Your goal ::
Report the number of lines in the data below that contain the word "shoulder", matching case exactly. Reply with the number alone.

━━━━━━━━

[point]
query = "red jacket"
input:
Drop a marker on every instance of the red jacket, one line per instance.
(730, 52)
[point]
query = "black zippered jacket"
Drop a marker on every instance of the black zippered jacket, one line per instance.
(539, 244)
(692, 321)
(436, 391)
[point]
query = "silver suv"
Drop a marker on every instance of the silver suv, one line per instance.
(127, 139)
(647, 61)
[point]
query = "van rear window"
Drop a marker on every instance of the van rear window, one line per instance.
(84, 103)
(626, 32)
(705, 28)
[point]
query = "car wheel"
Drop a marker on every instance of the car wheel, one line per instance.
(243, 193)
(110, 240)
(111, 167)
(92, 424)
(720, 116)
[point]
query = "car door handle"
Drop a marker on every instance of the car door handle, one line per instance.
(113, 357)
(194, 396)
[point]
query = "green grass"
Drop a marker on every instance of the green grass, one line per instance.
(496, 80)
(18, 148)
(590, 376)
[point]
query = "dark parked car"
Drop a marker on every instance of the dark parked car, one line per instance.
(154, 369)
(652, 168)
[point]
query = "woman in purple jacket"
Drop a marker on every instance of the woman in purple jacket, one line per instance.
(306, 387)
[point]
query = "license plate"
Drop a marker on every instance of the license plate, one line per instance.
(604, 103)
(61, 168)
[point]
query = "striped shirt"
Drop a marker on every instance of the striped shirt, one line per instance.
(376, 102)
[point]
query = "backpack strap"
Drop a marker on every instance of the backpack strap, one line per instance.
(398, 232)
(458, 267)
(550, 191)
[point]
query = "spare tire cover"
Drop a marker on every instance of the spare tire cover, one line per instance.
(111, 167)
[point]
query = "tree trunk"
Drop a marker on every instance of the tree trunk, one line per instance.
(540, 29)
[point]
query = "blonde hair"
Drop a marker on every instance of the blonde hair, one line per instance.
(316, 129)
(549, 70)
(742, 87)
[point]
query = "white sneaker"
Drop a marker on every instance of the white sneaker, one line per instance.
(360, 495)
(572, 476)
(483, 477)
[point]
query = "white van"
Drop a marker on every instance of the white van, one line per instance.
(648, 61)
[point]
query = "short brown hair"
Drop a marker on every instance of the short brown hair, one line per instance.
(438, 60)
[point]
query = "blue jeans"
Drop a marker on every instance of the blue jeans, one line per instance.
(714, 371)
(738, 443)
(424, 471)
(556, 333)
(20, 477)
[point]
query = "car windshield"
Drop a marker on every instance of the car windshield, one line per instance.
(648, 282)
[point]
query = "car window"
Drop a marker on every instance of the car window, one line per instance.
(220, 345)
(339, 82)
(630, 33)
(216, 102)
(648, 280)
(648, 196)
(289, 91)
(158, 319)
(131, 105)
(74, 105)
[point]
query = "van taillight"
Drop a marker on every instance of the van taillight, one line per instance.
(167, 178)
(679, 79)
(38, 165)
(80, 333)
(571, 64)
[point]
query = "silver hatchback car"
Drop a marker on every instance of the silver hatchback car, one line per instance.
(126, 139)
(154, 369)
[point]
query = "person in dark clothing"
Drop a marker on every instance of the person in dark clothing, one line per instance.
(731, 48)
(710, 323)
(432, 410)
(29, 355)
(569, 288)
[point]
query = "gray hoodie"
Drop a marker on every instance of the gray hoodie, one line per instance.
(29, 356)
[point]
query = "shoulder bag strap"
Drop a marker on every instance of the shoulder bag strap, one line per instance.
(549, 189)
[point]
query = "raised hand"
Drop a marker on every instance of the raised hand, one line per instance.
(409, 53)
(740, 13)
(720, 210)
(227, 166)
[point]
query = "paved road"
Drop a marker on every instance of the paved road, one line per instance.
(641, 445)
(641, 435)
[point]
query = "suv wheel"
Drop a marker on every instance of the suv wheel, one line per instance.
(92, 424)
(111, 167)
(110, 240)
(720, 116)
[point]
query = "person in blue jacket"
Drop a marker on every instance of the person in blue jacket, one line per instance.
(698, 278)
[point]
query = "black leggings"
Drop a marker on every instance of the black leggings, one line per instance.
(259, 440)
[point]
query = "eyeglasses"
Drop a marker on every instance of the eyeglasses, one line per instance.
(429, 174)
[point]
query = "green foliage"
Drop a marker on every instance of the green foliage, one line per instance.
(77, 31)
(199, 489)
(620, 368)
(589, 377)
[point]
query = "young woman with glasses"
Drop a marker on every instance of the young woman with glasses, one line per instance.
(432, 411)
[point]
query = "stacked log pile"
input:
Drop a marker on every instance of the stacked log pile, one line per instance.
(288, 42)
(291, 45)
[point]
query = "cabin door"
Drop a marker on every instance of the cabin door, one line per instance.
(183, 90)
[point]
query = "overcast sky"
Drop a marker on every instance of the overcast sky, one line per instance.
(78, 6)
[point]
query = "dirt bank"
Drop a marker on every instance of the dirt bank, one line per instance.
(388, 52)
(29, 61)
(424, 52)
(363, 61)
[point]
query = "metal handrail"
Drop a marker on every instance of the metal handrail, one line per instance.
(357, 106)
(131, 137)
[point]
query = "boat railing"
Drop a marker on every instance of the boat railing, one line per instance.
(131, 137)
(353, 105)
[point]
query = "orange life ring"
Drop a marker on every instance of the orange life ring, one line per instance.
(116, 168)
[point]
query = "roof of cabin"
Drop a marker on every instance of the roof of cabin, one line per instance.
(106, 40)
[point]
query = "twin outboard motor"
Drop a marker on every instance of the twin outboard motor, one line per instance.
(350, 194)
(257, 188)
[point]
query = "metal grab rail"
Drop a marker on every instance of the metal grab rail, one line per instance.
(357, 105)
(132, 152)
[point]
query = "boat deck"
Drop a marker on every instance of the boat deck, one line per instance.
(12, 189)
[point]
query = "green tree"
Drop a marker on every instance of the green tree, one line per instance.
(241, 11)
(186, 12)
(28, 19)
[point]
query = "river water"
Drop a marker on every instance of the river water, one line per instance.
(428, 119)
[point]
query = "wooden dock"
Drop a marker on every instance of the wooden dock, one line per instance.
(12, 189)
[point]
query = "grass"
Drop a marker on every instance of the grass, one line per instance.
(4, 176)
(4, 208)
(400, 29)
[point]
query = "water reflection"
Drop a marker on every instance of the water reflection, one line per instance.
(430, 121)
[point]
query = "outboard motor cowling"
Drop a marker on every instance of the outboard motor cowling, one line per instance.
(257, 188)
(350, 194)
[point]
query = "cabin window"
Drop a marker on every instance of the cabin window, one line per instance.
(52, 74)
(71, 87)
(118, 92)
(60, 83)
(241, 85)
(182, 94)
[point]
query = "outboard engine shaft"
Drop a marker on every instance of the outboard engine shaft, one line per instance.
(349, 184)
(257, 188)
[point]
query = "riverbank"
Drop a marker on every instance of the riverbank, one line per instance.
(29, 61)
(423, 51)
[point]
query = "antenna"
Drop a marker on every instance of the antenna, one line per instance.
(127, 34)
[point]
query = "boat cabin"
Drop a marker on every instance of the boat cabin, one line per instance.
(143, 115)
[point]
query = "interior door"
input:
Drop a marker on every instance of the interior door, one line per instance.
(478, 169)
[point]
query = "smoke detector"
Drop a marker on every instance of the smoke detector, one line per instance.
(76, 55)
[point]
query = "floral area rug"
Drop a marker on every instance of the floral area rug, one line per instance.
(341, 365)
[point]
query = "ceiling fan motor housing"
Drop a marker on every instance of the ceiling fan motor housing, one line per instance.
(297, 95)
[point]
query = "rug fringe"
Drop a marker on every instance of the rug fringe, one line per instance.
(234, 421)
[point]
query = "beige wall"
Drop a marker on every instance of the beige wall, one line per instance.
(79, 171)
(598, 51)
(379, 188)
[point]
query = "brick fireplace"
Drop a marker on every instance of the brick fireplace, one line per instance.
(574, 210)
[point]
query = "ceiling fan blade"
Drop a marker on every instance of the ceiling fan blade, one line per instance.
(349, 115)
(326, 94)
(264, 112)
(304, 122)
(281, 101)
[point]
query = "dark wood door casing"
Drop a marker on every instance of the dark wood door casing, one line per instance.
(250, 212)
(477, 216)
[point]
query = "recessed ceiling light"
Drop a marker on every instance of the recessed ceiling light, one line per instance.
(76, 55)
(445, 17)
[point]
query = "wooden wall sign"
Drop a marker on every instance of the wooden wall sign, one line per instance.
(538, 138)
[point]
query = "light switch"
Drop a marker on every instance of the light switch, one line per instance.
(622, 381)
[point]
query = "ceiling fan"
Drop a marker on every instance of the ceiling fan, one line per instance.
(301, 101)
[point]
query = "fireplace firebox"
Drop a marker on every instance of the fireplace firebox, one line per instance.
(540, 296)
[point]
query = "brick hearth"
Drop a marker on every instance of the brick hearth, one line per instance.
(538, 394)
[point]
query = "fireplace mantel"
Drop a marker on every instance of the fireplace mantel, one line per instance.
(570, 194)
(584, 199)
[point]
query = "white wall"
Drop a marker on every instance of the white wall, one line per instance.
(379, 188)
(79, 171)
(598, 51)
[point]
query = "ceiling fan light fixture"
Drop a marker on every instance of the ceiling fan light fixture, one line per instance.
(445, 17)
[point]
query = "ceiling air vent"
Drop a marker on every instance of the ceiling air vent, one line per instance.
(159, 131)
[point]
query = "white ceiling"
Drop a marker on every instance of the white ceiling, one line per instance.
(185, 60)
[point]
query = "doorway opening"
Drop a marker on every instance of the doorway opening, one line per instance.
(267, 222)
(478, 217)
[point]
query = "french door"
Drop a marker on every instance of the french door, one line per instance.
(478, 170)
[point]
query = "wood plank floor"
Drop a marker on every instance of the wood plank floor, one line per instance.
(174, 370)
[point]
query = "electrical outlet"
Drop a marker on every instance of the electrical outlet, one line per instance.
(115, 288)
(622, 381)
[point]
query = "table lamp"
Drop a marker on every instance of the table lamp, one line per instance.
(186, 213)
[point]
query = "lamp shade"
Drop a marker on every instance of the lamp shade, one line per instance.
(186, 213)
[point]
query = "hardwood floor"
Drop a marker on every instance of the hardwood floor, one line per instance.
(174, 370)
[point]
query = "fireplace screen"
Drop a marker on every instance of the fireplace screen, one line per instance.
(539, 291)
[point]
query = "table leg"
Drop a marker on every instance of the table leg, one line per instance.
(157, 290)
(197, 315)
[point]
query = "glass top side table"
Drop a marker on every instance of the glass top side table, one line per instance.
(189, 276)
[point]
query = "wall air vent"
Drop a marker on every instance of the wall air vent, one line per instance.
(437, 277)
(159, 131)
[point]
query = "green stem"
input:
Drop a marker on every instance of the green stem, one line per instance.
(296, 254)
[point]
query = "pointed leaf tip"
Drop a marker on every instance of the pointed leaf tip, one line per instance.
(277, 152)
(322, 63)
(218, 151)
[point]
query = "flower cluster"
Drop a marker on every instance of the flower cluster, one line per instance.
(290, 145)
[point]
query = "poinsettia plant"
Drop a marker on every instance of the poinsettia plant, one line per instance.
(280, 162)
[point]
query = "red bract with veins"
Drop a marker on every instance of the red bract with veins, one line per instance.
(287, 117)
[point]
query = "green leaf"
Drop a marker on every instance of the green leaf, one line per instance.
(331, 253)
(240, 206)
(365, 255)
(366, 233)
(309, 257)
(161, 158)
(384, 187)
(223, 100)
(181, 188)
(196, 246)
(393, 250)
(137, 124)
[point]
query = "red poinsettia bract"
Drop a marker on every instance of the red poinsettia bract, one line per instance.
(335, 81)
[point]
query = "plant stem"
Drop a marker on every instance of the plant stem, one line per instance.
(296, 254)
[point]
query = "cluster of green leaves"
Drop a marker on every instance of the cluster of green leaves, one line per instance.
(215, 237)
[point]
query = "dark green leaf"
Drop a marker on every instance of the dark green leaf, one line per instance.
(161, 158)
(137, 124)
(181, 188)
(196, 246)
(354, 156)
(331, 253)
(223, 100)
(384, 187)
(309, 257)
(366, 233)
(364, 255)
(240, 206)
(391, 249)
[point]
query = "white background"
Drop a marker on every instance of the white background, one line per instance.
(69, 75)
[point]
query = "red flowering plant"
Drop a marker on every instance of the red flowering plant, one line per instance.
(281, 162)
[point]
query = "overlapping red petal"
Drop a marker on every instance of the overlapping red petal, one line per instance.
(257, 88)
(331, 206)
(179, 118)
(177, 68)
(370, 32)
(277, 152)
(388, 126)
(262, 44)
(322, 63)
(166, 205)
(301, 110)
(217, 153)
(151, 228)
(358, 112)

━━━━━━━━

Full response ::
2